#### SUPPLIED TEXT
● ● ● ●
There was a chicken that dreamed
of being a ballerina. Everyone laughed, discouraged her. But she practiced, she
took lessons, she read books. She suffered for her art. Finally the night of
her debut came, and it was a triumph! One critic said she was sheer poultry in
motion.
Ba-da-ba-da-bum!
Humblest of tropes, the paronomasia
— "pun" to its siblings
and golf buddies — typically earns not an appreciative chuckle but a groan of
pain. It can inspire Bronx cheers or mock insults, like John Dennis's
declaration that "The man who would make so vile a pun would not scruple
to pick a pocket," an upside-down compliment that seems, nonetheless,
founded in real annoyance. Clearly we think the punster has somehow cheated,
though in a way merely foolish and petty, childish perhaps but not evil. What
could lie at the root of this feeling? The answer, I think, has to do with the
basic nature of listening: with the mental gymnastics we routinely perform,
without quite knowing it, in order to understand even the simplest phrase.
Unjustly despised, the pun turns out to be surprisingly profound, not a silly
game with language but an emblem of its inmost nature.
● ● ● ●
#### SUPPLIED MATERIAL
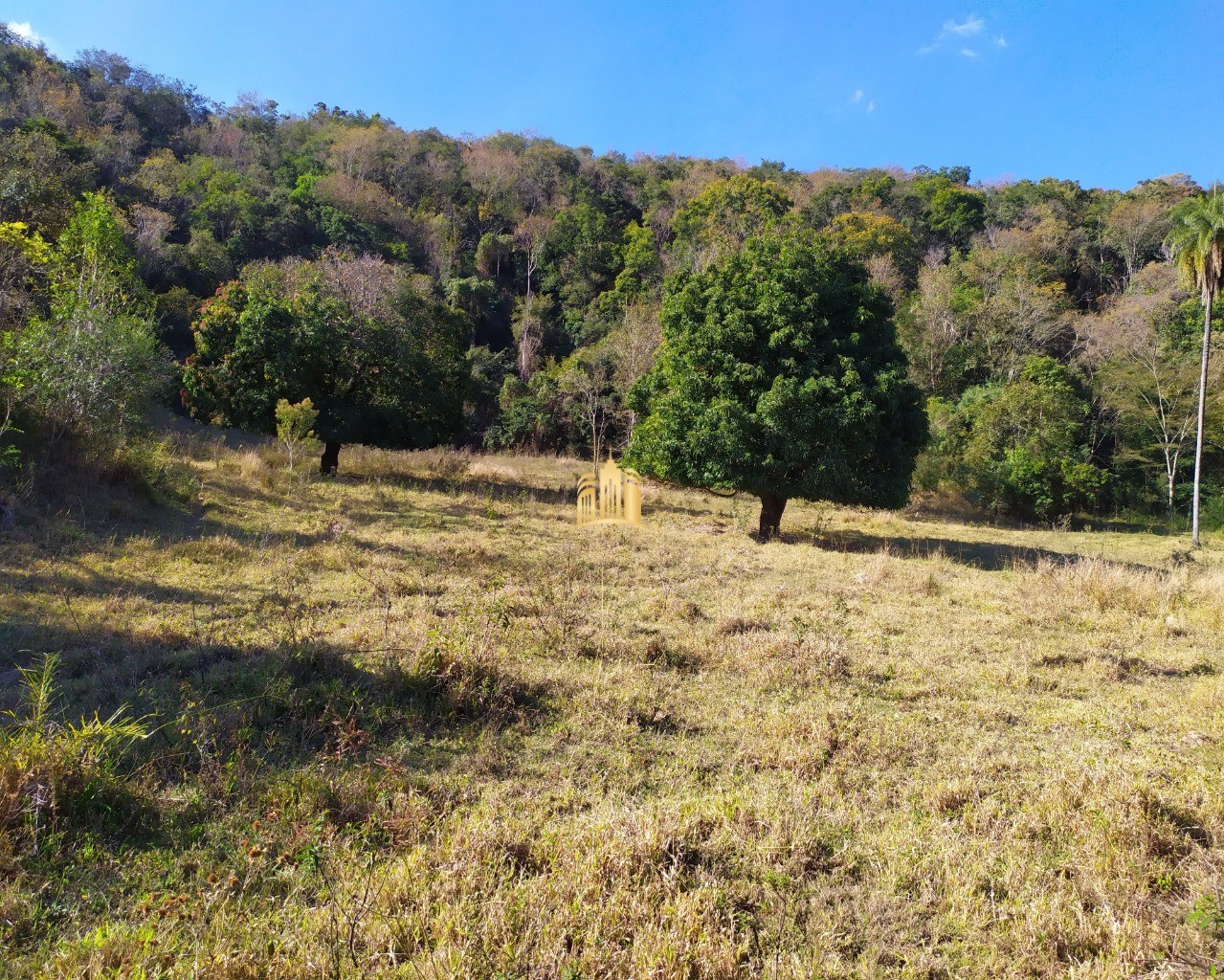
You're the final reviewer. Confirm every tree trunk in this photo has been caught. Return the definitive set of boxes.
[1191,294,1212,548]
[319,439,341,476]
[760,493,786,541]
● ● ● ●
#### AIM
Please copy out the whole passage on puns above, word for word.

#### SOLUTION
There was a chicken that dreamed
of being a ballerina. Everyone laughed, discouraged her. But she practiced, she
took lessons, she read books. She suffered for her art. Finally the night of
her debut came, and it was a triumph! One critic said she was sheer poultry in
motion.
Ba-da-ba-da-bum!
Humblest of tropes, the paronomasia
— "pun" to its siblings
and golf buddies — typically earns not an appreciative chuckle but a groan of
pain. It can inspire Bronx cheers or mock insults, like John Dennis's
declaration that "The man who would make so vile a pun would not scruple
to pick a pocket," an upside-down compliment that seems, nonetheless,
founded in real annoyance. Clearly we think the punster has somehow cheated,
though in a way merely foolish and petty, childish perhaps but not evil. What
could lie at the root of this feeling? The answer, I think, has to do with the
basic nature of listening: with the mental gymnastics we routinely perform,
without quite knowing it, in order to understand even the simplest phrase.
Unjustly despised, the pun turns out to be surprisingly profound, not a silly
game with language but an emblem of its inmost nature.